* _GIVEN REQUEST_: List every line of the records below that contains the string "child". Treat uppercase and lowercase as different.

══════════

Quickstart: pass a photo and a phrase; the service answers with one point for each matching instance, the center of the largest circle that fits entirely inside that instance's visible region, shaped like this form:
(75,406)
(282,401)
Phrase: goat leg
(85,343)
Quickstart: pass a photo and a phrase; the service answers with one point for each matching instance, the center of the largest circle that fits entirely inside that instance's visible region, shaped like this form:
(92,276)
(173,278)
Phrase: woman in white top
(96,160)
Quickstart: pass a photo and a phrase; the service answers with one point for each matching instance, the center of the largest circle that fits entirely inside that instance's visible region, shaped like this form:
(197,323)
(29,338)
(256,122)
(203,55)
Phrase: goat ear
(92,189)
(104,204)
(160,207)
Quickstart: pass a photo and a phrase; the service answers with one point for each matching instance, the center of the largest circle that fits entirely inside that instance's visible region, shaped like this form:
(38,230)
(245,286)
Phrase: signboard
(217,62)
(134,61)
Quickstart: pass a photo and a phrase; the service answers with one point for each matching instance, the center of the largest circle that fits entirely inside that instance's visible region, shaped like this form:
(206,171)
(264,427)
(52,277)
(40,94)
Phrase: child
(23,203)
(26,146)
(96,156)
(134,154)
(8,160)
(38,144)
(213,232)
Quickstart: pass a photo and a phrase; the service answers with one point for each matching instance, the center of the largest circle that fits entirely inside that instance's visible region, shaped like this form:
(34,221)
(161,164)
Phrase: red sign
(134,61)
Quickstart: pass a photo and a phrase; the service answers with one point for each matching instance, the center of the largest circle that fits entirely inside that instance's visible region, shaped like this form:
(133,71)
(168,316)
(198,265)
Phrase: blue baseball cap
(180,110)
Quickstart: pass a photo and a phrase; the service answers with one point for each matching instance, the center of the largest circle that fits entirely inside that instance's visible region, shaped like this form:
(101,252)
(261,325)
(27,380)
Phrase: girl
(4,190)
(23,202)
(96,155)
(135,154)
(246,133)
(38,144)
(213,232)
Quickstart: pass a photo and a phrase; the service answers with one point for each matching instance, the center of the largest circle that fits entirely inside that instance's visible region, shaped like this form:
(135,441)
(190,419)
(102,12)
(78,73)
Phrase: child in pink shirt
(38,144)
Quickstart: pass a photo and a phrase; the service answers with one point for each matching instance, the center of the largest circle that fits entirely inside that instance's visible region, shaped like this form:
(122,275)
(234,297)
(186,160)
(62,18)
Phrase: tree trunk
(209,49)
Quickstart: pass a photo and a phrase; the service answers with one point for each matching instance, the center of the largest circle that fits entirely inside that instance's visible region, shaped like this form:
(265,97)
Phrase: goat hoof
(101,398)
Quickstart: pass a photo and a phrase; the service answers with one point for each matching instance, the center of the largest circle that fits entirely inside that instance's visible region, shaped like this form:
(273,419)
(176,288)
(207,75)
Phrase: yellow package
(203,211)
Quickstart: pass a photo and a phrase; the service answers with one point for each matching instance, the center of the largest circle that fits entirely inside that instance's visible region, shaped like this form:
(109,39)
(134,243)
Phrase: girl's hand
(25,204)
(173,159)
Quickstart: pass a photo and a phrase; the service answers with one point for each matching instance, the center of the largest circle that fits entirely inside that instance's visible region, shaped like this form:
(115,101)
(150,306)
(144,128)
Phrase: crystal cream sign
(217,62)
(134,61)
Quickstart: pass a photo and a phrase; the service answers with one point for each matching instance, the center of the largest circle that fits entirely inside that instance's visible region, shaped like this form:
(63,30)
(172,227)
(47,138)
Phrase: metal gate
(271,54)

══════════

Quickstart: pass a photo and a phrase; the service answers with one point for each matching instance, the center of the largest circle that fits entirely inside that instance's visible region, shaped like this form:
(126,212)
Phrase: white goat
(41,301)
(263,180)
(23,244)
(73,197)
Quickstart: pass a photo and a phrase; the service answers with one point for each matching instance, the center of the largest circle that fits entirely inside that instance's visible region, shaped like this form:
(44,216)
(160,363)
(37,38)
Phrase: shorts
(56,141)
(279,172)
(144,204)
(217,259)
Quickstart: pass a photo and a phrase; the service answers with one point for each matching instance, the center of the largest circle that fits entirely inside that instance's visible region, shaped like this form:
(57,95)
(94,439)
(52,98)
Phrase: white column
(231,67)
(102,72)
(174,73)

══════════

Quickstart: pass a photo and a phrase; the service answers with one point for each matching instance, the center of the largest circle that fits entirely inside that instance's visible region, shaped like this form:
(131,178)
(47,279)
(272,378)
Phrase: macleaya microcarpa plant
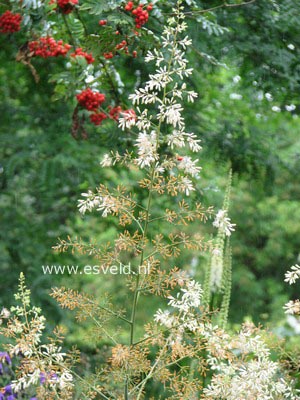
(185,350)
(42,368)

══════════

* _WRITTEN SOLUTION_:
Phrase: child
Phrase: child in pink shirt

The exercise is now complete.